*** SELECTED TEXT Section Begins ***

This was a war that we "won" because not too many of our people died. Some did, and they were quickly forgotten by the public and were probably a page 14 news blip in the paper. Most died in accidents, a few from mines. We are still there, coming up on ten years later with virtually no benefit to the US whatsoever and billions of dollars spent. The Serbs have mostly all fled to Serbia proper, their churches and property destroyed, just like the Iraqi minority populations have fled to areas in which they are a majority population.
The problem with the strategy in these third world internal conflicts is that they have no "solution." You have to pick a side and fight it out or leave when things get too hot. We did so in Somalia when we decided to get Aidid and go after the militias that were taking food shipments and feeding their "armies." We have started doing it in Iraq by arming certain militias to go out and fight against al Qaeda and others. We did it in Afghanistan by arming the northern alliance. All of these people have absolutely no long term loyalty to us and will turn on us the day we leave these countries, or sooner, and we will eventually leave these countries if for no other reason than because monetarily it is costing too much for us to sustain. Then our occupation and our support for people who oppress and control the populace in these areas will become the rallying cry the new enemy, our former ally (or the people fighting them) will use as an excuse to come and kill us. Then we will all be shocked that the guy we gave the gun to put it to put it to our head and we will have to invade someone to stop them... or invade their neighbor because we get along right now with the royal family of the country who is actually producing and funding the terrorists, whichever is more politically expedient. It’s a great way to have perpetual war with no possibility of victory. There is no way to beat someone that gains two recruits every time you kill one of their members. There is no way to solve Darfur except to cut Sudan off from any type of foreign aid and refuse to do anything with them until they stop, pressure China (Sudan’s major trading partner) to get them to stop the fighting. The only way these things can be resolved is by the people there fixing them diplomatically or fighting it out. Half the time when we bomb and deploy, the guy you went there to help ends up being just as bad or worse than the guy we bombed to help him. We are just fighting in circles. Using them fighting us as a reason to fight them just ends in perpetual conflict. Getting in the middle of conflicts just breeds resentment and anger from people we have no business dealing with in conflicts that stretch back millennia.

*** SELECTED TEXT Section Ends ***
*** DATASET Section Begins ***

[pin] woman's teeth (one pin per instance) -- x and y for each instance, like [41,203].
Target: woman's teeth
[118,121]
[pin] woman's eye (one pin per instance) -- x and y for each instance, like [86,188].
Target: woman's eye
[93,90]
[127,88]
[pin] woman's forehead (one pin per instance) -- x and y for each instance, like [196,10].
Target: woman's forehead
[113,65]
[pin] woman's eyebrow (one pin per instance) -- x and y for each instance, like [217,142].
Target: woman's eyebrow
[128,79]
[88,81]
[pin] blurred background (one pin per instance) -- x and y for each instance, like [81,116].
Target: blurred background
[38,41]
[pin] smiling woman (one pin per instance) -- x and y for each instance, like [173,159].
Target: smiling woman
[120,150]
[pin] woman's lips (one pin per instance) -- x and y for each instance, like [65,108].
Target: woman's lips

*** DATASET Section Ends ***
*** DATASET Section Begins ***

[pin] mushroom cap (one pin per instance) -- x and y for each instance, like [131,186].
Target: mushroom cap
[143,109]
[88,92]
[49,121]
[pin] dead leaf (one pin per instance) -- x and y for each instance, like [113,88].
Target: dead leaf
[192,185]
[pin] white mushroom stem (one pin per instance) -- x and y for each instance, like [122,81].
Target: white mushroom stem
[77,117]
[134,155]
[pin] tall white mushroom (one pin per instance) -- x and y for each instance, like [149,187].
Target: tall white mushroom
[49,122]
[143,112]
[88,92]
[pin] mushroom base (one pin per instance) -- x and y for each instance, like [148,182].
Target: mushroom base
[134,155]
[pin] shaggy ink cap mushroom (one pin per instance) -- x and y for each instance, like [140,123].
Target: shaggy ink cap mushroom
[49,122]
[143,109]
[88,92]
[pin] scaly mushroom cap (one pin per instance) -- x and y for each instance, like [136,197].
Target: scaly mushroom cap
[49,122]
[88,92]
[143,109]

*** DATASET Section Ends ***

#### [STUDY QUESTIONS]
A – In the text on foreign military intervention, translate this sentence into Spanish: "It’s a great way to have perpetual war with no possibility of victory."
B – Continue the text on foreign military intervention, picking up after its final sentence.

#### [PER-TASK OUTPUTS]
A – Es una gran manera de tener una guerra perpetua sin ninguna posibilidad de victoria.

B –
The Republican line about wanting to "fight them over there" so we don't have to "fight them over here" is a complete copout as well. Its really easy to send kids into combat 3 or 4 times so that you don't have to deal with it. Giuliani and Bush lived through 9/11 one day, so they kill 3500 of our soldiers, and wound 20,000 more, so that they don't have to have it near them. They are scared, so they send 18 - 25 year olds to go live through 9/11 every day for 15 month tours. Someone please explain to me how losing 3500 American troops is not worse than 9/11? I've lost my best friend and three guys I served with so far in this war. It hurt just as bad as someone who lost a friend on 9/11. The big difference was that the fireball that killed my friend wasn't on TV to scare the country. Dead Americans are dead Americans, whether they get killed over there or over here.